• _GIVEN EXERCISE_: Convert the material below into a numbered list with one line per entry, skipping blank lines. Leave the pictures out of your answer.

(Dataset entries)
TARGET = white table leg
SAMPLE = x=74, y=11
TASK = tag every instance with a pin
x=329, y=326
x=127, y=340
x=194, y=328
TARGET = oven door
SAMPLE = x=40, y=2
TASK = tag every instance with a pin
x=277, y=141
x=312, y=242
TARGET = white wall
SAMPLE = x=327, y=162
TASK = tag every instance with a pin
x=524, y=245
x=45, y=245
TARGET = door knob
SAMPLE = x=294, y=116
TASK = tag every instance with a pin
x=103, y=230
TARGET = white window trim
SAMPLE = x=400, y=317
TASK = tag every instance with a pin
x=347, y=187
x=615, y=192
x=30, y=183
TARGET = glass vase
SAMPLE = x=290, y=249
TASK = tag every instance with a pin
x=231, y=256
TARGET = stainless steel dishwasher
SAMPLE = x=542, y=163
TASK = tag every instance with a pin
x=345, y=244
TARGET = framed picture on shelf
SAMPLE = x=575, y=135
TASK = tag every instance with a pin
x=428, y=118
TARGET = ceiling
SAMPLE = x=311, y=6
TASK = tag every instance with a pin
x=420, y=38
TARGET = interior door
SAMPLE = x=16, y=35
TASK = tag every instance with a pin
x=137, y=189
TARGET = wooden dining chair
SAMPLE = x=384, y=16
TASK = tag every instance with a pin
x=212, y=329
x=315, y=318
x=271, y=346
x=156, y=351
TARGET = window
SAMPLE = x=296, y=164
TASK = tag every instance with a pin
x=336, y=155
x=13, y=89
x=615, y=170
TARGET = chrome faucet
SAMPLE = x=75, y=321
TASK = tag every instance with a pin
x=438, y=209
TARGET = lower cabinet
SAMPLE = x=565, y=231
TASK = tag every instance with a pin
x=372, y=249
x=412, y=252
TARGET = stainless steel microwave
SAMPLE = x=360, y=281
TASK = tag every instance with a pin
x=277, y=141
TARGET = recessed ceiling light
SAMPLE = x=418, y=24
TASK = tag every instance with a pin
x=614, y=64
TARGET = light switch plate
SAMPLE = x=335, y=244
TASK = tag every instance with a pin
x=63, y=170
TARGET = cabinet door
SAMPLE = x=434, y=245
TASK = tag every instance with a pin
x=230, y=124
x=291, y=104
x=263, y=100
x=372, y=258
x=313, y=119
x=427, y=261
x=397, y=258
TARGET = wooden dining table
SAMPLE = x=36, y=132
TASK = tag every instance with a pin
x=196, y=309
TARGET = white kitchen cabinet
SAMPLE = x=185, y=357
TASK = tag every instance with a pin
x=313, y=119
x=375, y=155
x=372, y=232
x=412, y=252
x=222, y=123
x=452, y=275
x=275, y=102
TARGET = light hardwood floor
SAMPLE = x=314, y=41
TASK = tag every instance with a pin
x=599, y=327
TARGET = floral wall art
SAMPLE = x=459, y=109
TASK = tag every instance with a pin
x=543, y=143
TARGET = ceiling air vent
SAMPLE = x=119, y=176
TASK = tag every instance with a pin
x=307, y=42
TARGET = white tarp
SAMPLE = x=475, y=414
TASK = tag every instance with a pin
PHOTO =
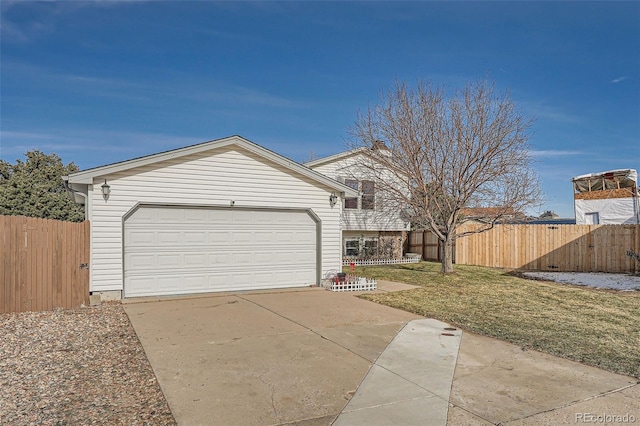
x=623, y=178
x=615, y=211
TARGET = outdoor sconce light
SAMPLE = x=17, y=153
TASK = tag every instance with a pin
x=106, y=190
x=333, y=199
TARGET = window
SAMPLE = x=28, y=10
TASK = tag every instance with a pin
x=351, y=203
x=368, y=195
x=370, y=248
x=592, y=218
x=361, y=247
x=368, y=199
x=352, y=248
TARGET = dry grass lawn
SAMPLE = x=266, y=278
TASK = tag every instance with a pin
x=596, y=327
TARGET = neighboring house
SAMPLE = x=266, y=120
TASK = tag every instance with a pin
x=222, y=215
x=370, y=227
x=610, y=197
x=485, y=214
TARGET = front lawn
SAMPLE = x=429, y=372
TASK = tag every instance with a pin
x=596, y=327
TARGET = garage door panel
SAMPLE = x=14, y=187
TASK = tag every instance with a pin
x=190, y=250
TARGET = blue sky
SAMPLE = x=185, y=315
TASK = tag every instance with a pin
x=105, y=81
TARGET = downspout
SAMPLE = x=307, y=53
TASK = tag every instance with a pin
x=65, y=181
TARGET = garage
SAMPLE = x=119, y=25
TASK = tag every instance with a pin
x=184, y=250
x=222, y=215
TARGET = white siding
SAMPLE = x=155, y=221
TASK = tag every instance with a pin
x=611, y=211
x=361, y=220
x=216, y=177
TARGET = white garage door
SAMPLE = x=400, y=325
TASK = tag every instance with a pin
x=195, y=250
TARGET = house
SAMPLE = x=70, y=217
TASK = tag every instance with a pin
x=222, y=215
x=610, y=197
x=487, y=214
x=371, y=227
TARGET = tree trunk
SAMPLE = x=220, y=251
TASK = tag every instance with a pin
x=447, y=255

• _SOLUTION_:
1. TARGET = white table leg
2. SAMPLE = x=74, y=11
3. TASK = tag every instance with a pin
4. x=329, y=326
5. x=127, y=340
6. x=194, y=328
7. TARGET = oven door
8. SAMPLE = x=40, y=2
9. TASK = tag every instance with a pin
10. x=277, y=141
11. x=312, y=242
12. TARGET = white wall
13. SAMPLE = x=327, y=162
14. TASK = tag every instance with a pin
15. x=524, y=245
16. x=45, y=245
17. TARGET = door knob
18. SAMPLE = x=294, y=116
19. TASK = tag every instance with a pin
20. x=103, y=230
21. TARGET = white window trim
22. SAMPLE = x=400, y=317
23. TASK = tag every instance with a pin
24. x=347, y=187
25. x=615, y=192
26. x=30, y=183
27. TARGET = glass vase
28. SAMPLE = x=290, y=249
29. TASK = tag every instance with a pin
30. x=231, y=256
31. TARGET = stainless steel dishwasher
32. SAMPLE = x=542, y=163
33. TASK = tag every instance with a pin
34. x=345, y=244
35. TARGET = framed picture on shelf
36. SAMPLE = x=575, y=135
37. TASK = tag every instance with a pin
38. x=428, y=118
39. TARGET = ceiling
40. SAMPLE = x=311, y=6
41. TASK = tag every instance with a pin
42. x=420, y=38
43. TARGET = interior door
44. SAMPLE = x=16, y=35
45. TASK = tag every instance with a pin
46. x=137, y=189
47. TARGET = wooden dining chair
48. SAMPLE = x=384, y=16
49. TASK = tag every instance with a pin
50. x=212, y=329
51. x=315, y=318
52. x=271, y=346
53. x=156, y=351
54. TARGET = window
55. SAMPLE = x=296, y=164
56. TASK = tag every instance with a pin
57. x=336, y=155
58. x=13, y=89
59. x=615, y=170
60. TARGET = chrome faucet
61. SAMPLE = x=75, y=321
62. TASK = tag every instance with a pin
63. x=438, y=209
64. TARGET = lower cabinet
65. SAMPLE = x=565, y=231
66. TASK = tag every instance with a pin
67. x=372, y=249
68. x=412, y=252
69. TARGET = stainless steel microwave
70. SAMPLE = x=360, y=281
71. TASK = tag every instance with a pin
72. x=277, y=141
73. TARGET = recessed ceiling light
74. SAMPLE = x=418, y=24
75. TASK = tag every instance with a pin
76. x=614, y=64
77. TARGET = light switch plate
78. SAMPLE = x=335, y=244
79. TASK = tag every instance with a pin
80. x=63, y=170
81. TARGET = cabinet door
82. SAMPLE = x=434, y=245
83. TASK = tag every instance with a pin
84. x=230, y=124
85. x=291, y=104
86. x=263, y=100
87. x=372, y=258
88. x=313, y=119
89. x=427, y=261
90. x=397, y=258
91. TARGET = wooden dining table
92. SAMPLE = x=36, y=132
93. TASK = tag every instance with a pin
94. x=196, y=309
95. TARGET = white kitchen cabinet
96. SAMPLE = x=185, y=357
97. TASK = tag every instance with a pin
98. x=313, y=119
99. x=375, y=155
100. x=372, y=232
101. x=412, y=252
102. x=222, y=123
103. x=452, y=275
104. x=275, y=102
105. TARGET = light hardwood floor
106. SAMPLE = x=314, y=41
107. TASK = tag every instance with a pin
108. x=599, y=327
109. TARGET = floral wall art
110. SAMPLE = x=459, y=109
111. TASK = tag every instance with a pin
112. x=543, y=143
113. TARGET = ceiling air vent
114. SAMPLE = x=119, y=176
115. TASK = tag every instance with a pin
116. x=307, y=42
117. TARGET = white tarp
118. SAMPLE = x=475, y=414
119. TASK = tag every instance with a pin
120. PHOTO =
121. x=623, y=178
122. x=615, y=211
123. TARGET = outdoor sconce light
124. SAMPLE = x=17, y=153
125. TASK = tag every instance with a pin
126. x=106, y=190
127. x=333, y=199
128. TARGET = window
129. SAMPLE = x=28, y=10
130. TASK = tag every instance with a pin
131. x=351, y=203
132. x=368, y=195
133. x=370, y=248
134. x=592, y=218
135. x=361, y=247
136. x=368, y=199
137. x=352, y=248
138. TARGET = dry grass lawn
139. SAMPLE = x=266, y=278
140. TASK = tag every instance with a pin
141. x=596, y=327
142. TARGET = neighboring house
143. SAMPLE = x=266, y=120
144. TASK = tag every instance with a pin
145. x=222, y=215
146. x=370, y=227
147. x=610, y=197
148. x=485, y=214
149. TARGET = front lawn
150. SAMPLE = x=429, y=372
151. TASK = tag every instance with a pin
152. x=596, y=327
153. TARGET = garage door panel
154. SAMPLE = x=14, y=187
155. TASK = tag every instance with a pin
156. x=190, y=250
157. TARGET = blue sky
158. SAMPLE = x=185, y=315
159. TASK = tag every instance with a pin
160. x=105, y=81
161. TARGET = downspout
162. SAMPLE = x=307, y=53
163. TASK = tag every instance with a pin
164. x=65, y=181
165. TARGET = garage
166. SAMPLE = x=119, y=25
167. TASK = tag every instance with a pin
168. x=184, y=250
169. x=222, y=215
170. TARGET = white siding
171. SAMPLE = x=155, y=221
172. TASK = tag every instance with a pin
173. x=611, y=211
174. x=361, y=220
175. x=216, y=177
176. TARGET = white garage door
177. SAMPLE = x=400, y=325
178. TASK = tag every instance with a pin
179. x=195, y=250
180. TARGET = house
181. SAMPLE = x=70, y=217
182. TASK = tag every instance with a pin
183. x=222, y=215
184. x=610, y=197
185. x=487, y=214
186. x=371, y=227
187. TARGET = tree trunk
188. SAMPLE = x=220, y=251
189. TASK = tag every instance with a pin
190. x=447, y=255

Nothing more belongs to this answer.